EXERCISE 1 - In the passage on gun ownership, copy word for word the part starting with "In fact, we" and going on through "started to change.".
EXERCISE 2 - Translate this sentence from the passage on gun ownership into Spanish: "I came across this post, and this guy says it better than I could."

SELECTED TEXT -
In fact, we had/have friends and family who own guns for hunting and recreation. I never really thought much about guns until later in life - that's when gun lingo started to change.

I came across this post, and this guy says it better than I could. Here's the pertinent (at least to me) part:

" They talked about gun ownership primarily as a function of hunting; the idea of “self-defense,” while always an operative concern, never seemed to be of paramount importance. It was a factor in gun ownership - and for some sizeable minority of gun owners, it was of outsized (or of decisive) importance - but it wasn’t the factor. The folks I interacted with as a pre-adolescent and - less so - as a teen owned guns because their fathers had owned guns before them; because they’d grown up hunting and shooting; and because - for most of them - it was an experience (and a connection) that they wanted to pass on to their sons and daughters.

(Items from a data source)
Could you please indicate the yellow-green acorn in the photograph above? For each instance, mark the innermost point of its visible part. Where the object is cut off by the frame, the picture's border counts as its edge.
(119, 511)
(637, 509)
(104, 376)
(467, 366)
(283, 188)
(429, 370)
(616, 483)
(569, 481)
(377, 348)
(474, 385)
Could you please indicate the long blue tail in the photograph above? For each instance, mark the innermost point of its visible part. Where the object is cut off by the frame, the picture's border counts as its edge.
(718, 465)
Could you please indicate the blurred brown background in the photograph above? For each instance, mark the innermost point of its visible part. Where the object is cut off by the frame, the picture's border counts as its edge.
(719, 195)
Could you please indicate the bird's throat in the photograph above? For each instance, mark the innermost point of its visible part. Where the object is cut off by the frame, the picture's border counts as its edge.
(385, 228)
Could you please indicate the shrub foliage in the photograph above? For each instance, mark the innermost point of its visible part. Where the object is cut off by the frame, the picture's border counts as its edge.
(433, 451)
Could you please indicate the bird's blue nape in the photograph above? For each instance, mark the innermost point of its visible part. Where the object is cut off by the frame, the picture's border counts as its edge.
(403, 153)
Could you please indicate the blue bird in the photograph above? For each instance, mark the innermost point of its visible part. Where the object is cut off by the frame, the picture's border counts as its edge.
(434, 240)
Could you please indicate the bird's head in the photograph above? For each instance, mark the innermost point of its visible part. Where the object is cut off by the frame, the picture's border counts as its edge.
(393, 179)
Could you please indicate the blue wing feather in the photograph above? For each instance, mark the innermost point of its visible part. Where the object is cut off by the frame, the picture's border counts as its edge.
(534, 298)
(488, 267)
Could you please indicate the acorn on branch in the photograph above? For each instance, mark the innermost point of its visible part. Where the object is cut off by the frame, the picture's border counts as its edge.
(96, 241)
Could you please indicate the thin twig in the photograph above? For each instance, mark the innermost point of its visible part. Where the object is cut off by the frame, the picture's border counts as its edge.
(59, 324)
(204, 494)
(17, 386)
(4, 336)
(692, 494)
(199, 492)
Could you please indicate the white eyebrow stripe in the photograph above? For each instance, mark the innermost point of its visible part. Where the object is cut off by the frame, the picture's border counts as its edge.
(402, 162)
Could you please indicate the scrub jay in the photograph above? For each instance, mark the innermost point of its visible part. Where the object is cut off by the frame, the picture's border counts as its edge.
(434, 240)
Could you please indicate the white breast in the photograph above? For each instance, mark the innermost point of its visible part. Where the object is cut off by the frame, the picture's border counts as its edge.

EXERCISE ANSWER 1 -
In fact, we had/have friends and family who own guns for hunting and recreation. I never really thought much about guns until later in life - that's when gun lingo started to change.

EXERCISE ANSWER 2 - Encontré esta publicación, y este tipo lo dice mejor de lo que yo podría.